→ **SOURCE DOCUMENT**:
• • • • •

If Kuí has appeared in your reading, the book is naming a configuration of opposition — not necessarily hostile, but structural. Fire above moves upward; lake below moves downward. The two trigrams in the hexagram are heading away from each other by their own natures. The hexagram appears when two things that should align are drifting apart, often without either party having meant to cause the drift.
Classical commentary treats this hexagram as the gentler cousin of Sòng (Conflict). Where Sòng is open friction over a real dispute, Kuí is the quieter estrangement in which the parties are not actively fighting but no longer fitting. The book is precise about the response: large undertakings will not repair it; small consistent acts of recognition might.

• • • • •

→ **GIVEN DATA**:
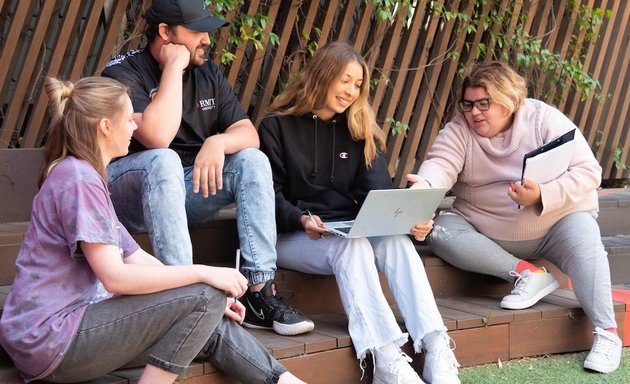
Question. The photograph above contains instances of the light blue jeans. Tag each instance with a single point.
(152, 192)
(355, 264)
(573, 244)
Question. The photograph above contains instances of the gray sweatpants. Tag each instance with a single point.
(573, 244)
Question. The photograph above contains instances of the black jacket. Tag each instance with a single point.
(318, 166)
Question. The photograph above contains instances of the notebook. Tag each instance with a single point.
(390, 212)
(550, 160)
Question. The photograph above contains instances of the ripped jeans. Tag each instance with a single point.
(355, 264)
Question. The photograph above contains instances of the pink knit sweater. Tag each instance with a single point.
(479, 169)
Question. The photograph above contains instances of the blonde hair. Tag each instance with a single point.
(307, 92)
(75, 111)
(504, 85)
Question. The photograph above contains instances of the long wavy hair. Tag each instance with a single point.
(75, 111)
(307, 92)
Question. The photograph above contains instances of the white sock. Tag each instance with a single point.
(434, 340)
(386, 354)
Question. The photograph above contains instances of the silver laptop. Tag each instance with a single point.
(390, 212)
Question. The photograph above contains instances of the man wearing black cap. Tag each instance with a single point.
(194, 152)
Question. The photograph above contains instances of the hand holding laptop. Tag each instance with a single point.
(313, 226)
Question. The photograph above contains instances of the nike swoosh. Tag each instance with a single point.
(259, 315)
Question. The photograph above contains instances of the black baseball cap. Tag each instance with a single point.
(191, 14)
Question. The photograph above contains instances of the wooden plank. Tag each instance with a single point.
(334, 325)
(494, 303)
(345, 21)
(463, 320)
(574, 98)
(239, 52)
(273, 71)
(421, 107)
(18, 185)
(15, 109)
(392, 86)
(24, 8)
(613, 139)
(612, 86)
(278, 346)
(112, 29)
(338, 366)
(487, 315)
(555, 335)
(57, 56)
(256, 61)
(384, 61)
(13, 37)
(587, 120)
(87, 37)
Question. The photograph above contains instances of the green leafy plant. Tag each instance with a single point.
(397, 126)
(510, 41)
(386, 10)
(243, 28)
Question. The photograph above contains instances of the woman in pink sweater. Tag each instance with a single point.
(499, 221)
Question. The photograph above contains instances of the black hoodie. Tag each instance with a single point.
(317, 166)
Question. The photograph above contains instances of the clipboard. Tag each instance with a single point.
(550, 160)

• • • • •

→ **DIRECTIONS**:
A) In the passage on the hexagram Kuí, which hexagram does classical commentary call Kuí the gentler cousin of?
B) Write a continuation of the passage on the hexagram Kuí, starting after its last sentence.
The entries have no connection to the passage on the hexagram Kuí.

→ **PER-TASK ANSWERS**:
A) Sòng (Conflict).

B)
What the book counsels is the patient practice of small reconnections. 小事吉 — small matters are auspicious. Not the grand reconciliation. Not the sweeping conversation. The repeated, modest gesture: the message answered, the meal shared, the favour returned. These accumulate, in this hexagram, into the only kind of repair that can be made of a drift that did not have a single cause.
Kuí's failure mode is the attempt to resolve the opposition with a single decisive move. The book is alert to it. The hexagram appears when the reader is tempted to force a clarifying conversation, a dramatic gesture, an ultimatum that will settle the matter. The clearance is unambiguous: in this season, the large move backfires. Hold to the small steady consistency. Some seasons are like this.